### How to complete this task
Extract every line below that contains the word "exact".

————————

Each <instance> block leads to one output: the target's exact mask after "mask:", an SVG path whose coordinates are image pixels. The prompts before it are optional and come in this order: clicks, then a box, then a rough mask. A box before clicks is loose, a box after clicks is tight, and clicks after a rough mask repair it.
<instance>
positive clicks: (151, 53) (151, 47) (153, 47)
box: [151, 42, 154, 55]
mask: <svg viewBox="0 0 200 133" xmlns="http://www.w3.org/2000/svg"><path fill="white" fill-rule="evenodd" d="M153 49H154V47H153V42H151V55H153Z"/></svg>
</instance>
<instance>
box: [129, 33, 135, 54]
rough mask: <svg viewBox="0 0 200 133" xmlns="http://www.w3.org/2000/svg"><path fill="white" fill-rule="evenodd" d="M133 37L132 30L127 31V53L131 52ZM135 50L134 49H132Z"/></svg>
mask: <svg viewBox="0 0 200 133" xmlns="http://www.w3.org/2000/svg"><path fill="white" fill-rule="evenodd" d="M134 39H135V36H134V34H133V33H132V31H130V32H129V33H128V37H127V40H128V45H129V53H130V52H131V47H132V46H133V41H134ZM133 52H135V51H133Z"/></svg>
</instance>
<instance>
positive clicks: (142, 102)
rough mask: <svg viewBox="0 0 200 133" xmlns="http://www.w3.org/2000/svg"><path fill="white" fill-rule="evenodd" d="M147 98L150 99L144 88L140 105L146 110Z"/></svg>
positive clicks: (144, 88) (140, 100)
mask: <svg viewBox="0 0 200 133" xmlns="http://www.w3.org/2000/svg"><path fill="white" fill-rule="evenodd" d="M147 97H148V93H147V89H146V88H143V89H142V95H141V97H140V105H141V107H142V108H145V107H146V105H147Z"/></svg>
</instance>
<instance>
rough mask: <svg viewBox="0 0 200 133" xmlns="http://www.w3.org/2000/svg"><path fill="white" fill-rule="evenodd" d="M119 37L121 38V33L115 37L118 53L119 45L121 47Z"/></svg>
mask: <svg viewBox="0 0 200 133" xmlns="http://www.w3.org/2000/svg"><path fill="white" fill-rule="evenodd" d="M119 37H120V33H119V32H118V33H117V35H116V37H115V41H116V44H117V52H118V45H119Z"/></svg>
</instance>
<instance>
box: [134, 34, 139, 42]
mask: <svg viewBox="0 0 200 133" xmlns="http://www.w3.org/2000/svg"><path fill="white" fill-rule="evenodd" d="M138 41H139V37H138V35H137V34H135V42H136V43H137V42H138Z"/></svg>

————————

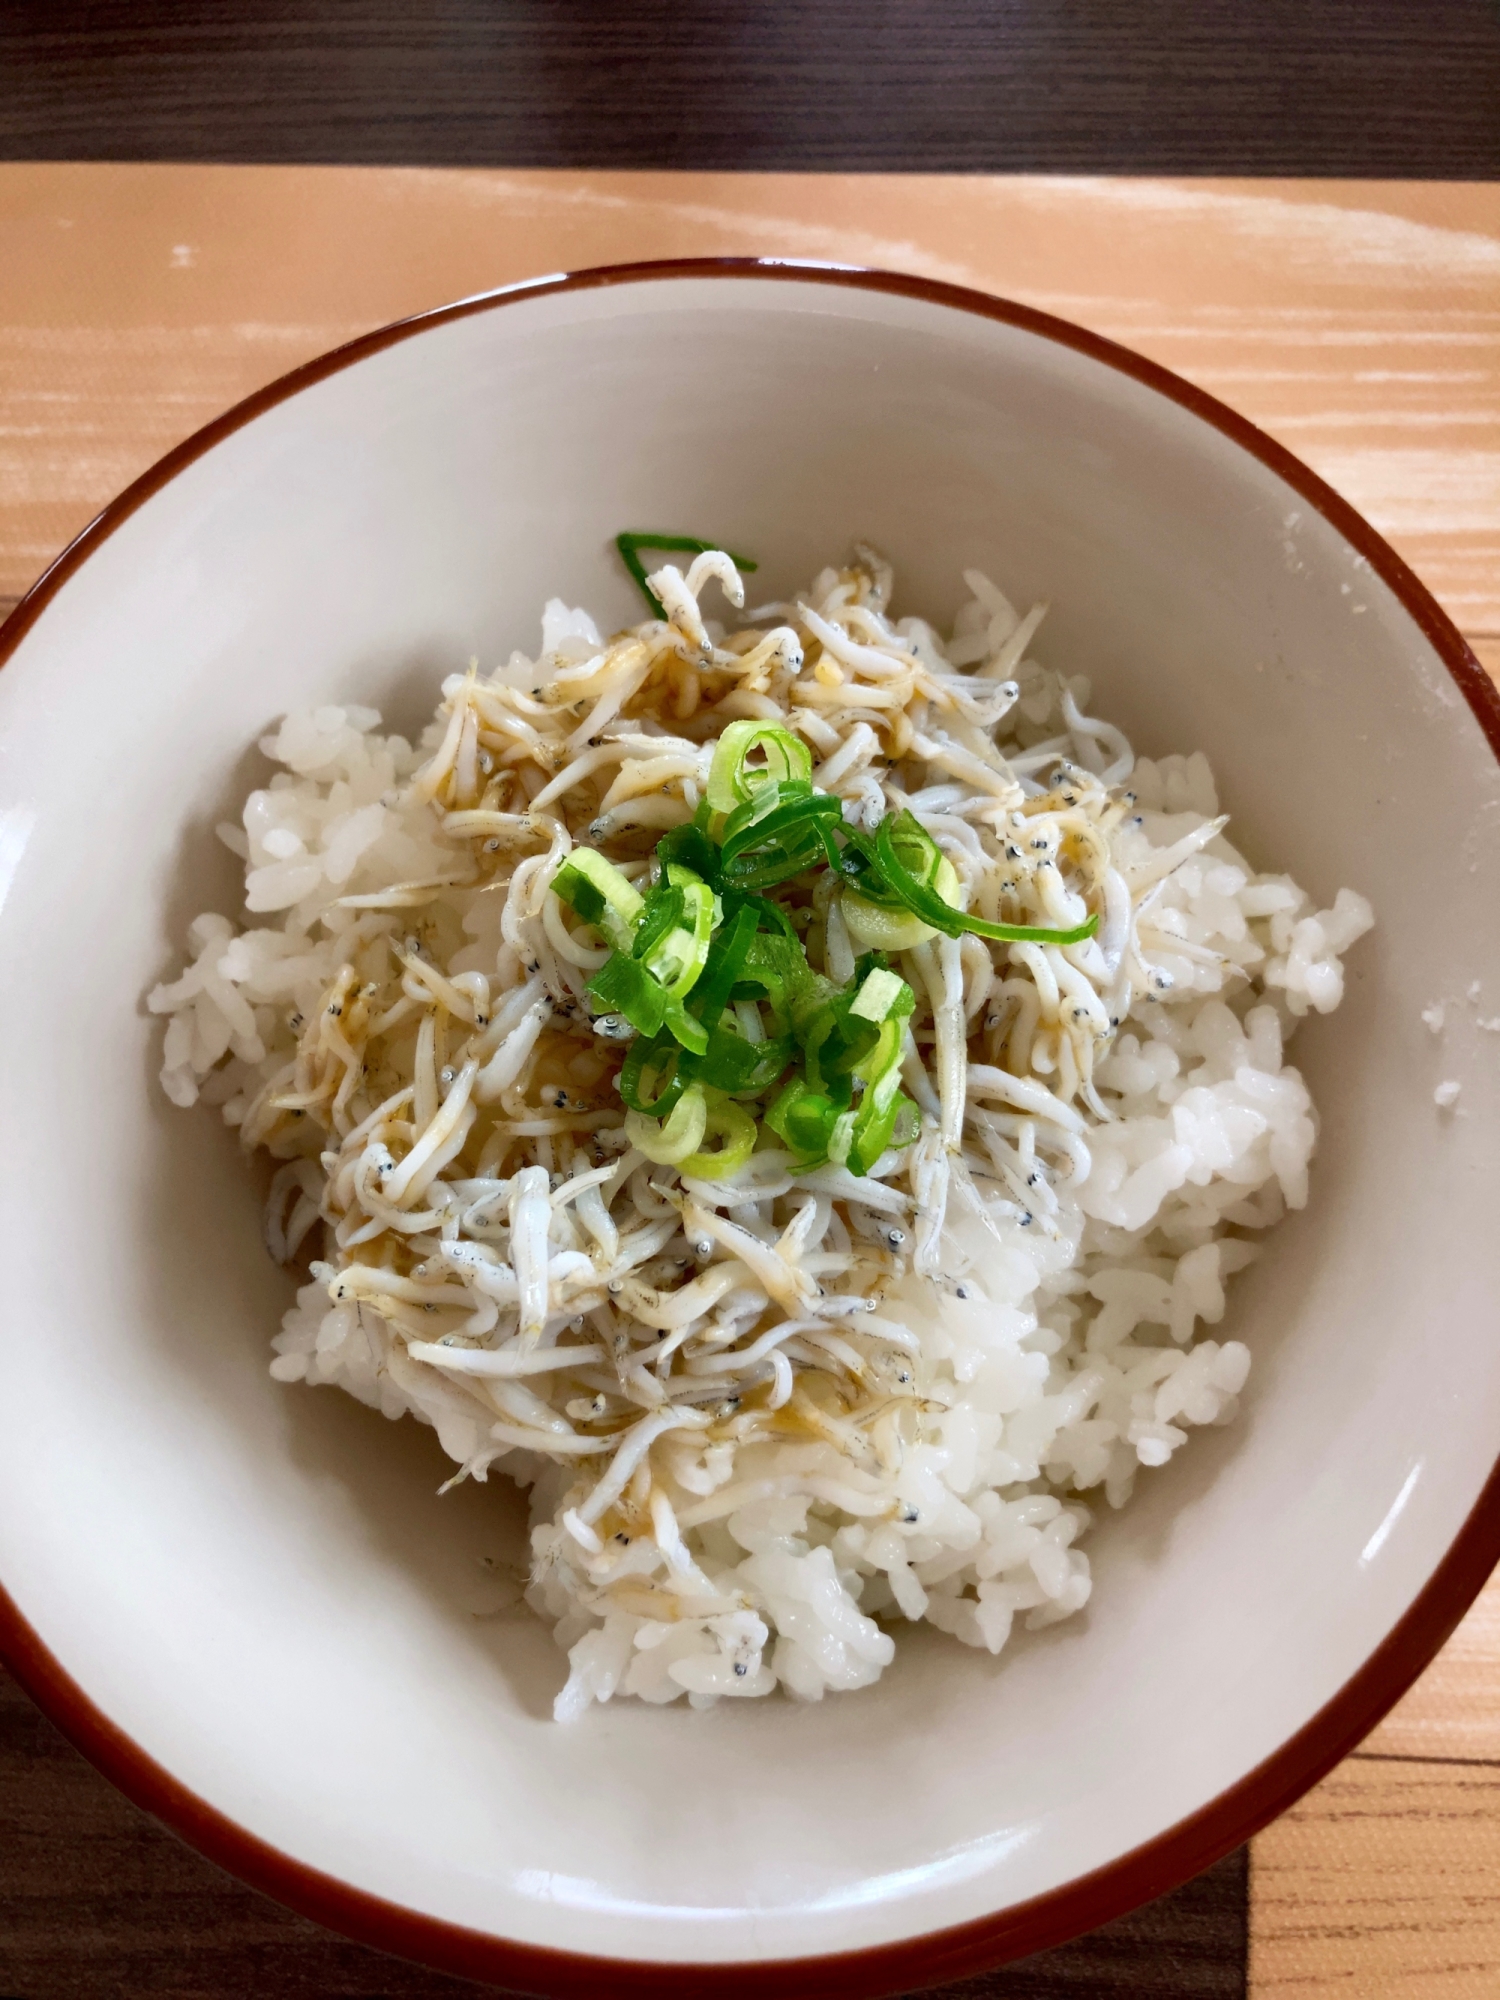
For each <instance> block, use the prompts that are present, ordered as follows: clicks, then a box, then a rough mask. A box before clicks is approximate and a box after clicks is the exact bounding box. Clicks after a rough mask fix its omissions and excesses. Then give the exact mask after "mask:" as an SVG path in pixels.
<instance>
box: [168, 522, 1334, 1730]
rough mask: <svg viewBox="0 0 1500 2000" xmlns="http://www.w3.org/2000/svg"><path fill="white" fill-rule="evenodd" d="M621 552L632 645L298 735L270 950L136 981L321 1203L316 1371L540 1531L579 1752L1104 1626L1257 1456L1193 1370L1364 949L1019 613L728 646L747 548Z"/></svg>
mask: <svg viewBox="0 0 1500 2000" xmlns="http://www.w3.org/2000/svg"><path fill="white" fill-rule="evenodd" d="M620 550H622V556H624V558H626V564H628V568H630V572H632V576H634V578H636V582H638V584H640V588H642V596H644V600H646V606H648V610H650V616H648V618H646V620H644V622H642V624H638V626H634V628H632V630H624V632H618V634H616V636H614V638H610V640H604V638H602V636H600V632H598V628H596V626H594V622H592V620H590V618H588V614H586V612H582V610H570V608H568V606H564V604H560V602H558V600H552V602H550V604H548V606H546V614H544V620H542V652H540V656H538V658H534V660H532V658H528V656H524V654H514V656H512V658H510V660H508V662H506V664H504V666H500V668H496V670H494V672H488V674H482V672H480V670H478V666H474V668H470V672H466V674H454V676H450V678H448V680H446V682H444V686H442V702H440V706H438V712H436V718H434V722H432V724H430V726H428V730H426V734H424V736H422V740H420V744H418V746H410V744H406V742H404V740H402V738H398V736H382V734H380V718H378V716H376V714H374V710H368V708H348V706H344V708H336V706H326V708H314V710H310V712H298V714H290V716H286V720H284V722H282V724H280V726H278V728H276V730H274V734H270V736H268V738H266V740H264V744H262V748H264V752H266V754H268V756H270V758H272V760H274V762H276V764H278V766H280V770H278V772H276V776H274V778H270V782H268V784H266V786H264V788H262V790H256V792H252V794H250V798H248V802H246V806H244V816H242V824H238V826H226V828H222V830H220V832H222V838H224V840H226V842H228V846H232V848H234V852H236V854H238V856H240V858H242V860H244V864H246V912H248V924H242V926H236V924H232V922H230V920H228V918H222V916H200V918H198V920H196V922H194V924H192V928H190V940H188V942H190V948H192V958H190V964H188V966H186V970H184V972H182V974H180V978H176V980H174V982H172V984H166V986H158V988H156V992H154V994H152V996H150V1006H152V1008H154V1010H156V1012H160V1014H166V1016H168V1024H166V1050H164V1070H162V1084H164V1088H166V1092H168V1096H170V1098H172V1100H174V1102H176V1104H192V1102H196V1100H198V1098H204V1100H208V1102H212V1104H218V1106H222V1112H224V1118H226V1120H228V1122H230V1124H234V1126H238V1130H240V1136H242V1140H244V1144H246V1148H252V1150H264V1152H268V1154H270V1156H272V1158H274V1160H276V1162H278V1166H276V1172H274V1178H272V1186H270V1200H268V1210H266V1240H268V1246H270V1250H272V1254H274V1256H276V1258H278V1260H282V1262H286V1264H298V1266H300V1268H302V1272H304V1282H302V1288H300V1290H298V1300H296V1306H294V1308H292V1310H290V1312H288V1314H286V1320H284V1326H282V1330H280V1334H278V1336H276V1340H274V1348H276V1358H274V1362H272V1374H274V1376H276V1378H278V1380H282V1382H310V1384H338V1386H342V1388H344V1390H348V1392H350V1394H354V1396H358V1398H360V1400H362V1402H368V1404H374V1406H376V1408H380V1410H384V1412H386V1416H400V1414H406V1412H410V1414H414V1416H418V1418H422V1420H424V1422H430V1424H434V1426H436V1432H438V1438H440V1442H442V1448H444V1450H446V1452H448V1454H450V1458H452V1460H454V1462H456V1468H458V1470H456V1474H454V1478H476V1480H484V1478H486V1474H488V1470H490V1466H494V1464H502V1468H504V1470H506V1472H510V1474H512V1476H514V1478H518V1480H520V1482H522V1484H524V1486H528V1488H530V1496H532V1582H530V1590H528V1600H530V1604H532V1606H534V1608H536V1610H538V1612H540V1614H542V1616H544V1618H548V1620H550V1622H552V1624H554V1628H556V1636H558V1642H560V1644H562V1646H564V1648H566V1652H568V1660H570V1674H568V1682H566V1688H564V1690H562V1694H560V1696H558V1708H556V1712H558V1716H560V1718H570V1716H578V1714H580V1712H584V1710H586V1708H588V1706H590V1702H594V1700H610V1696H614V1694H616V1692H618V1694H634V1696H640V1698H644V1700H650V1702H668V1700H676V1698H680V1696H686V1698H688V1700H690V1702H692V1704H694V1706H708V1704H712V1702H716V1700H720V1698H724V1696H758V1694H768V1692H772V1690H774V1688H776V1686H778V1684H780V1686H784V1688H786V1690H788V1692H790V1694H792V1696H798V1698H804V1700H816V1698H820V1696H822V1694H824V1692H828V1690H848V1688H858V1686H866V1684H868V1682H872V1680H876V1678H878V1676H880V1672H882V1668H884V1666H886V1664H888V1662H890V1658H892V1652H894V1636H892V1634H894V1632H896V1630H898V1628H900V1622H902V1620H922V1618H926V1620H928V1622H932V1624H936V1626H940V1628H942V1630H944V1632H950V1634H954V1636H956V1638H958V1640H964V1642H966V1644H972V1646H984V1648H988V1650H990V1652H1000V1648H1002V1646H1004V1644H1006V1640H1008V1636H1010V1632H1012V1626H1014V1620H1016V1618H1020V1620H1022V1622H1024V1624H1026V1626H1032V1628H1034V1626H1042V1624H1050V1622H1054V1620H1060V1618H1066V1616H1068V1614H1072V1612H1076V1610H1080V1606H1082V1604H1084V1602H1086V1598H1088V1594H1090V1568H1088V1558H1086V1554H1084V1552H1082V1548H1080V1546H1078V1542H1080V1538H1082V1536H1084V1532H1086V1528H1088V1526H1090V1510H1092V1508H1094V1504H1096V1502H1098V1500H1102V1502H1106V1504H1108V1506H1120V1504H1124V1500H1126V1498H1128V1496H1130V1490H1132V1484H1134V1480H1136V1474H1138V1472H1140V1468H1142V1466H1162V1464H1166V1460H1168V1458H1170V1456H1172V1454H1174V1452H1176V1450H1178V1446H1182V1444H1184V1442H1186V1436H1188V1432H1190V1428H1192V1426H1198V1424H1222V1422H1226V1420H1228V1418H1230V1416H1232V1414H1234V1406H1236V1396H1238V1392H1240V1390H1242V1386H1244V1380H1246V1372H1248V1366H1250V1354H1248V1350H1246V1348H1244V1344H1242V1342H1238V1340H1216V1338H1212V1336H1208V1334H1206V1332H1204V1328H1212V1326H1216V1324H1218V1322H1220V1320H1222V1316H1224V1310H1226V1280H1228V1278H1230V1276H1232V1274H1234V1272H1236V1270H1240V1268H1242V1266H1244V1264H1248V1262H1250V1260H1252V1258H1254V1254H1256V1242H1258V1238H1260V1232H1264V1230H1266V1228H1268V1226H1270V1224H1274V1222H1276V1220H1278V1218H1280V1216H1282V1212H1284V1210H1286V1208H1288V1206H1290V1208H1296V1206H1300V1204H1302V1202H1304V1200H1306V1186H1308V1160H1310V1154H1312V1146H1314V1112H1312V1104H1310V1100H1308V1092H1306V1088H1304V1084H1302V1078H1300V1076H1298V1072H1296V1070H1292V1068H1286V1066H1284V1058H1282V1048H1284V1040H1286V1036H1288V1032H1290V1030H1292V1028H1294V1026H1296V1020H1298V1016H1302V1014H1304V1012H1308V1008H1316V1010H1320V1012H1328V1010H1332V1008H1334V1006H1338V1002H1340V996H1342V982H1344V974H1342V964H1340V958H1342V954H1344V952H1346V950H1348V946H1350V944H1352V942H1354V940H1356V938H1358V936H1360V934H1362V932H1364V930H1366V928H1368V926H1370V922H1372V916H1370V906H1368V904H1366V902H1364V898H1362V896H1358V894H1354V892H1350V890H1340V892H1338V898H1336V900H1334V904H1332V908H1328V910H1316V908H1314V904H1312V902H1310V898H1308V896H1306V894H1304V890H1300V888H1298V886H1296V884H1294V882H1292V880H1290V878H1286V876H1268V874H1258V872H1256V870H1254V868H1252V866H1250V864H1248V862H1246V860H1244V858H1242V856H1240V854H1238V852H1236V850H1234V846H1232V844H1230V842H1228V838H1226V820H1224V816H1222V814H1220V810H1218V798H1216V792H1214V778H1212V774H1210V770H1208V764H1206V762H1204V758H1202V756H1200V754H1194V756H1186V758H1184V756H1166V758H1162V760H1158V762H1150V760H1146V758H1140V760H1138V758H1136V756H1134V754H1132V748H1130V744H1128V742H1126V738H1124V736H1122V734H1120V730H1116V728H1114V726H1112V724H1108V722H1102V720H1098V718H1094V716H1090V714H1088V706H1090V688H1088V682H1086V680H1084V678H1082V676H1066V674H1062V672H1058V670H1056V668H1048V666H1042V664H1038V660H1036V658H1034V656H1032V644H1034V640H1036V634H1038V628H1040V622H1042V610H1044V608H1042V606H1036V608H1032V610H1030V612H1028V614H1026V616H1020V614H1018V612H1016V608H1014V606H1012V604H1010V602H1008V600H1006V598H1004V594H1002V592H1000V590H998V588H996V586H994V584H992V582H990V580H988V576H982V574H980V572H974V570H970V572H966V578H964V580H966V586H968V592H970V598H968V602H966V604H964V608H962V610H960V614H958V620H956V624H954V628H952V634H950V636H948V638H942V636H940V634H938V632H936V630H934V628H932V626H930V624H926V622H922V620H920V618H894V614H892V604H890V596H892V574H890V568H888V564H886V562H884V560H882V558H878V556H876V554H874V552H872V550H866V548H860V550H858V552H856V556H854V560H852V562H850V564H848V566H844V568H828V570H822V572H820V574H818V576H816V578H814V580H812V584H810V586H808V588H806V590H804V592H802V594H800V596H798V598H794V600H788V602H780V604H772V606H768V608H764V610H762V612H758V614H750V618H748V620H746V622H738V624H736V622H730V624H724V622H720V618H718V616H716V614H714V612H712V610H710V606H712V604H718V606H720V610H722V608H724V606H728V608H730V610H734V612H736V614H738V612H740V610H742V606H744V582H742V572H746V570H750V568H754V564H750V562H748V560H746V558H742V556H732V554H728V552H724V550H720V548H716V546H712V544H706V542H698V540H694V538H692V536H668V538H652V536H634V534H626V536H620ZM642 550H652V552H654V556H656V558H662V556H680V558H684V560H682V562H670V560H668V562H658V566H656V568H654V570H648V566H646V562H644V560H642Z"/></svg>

————————

### Answer to this problem
Each <instance> block leads to one output: the target's exact mask after "mask:", an SVG path whose coordinates are image pixels. The prompts before it are optional and come in this order: clicks, then a box, then a rough mask. A box before clicks is loose, a box after clicks is tight, and clicks after a rough mask repair it.
For each <instance> block, use the prompts that are present, ordered as follows: clicks, then a box, then a rough mask. A box before clicks is approximate and a box after clicks is the exact bounding box. Clicks after a rough mask fix its omissions and excesses. Then give the exact mask after "mask:" as an SVG path in pixels.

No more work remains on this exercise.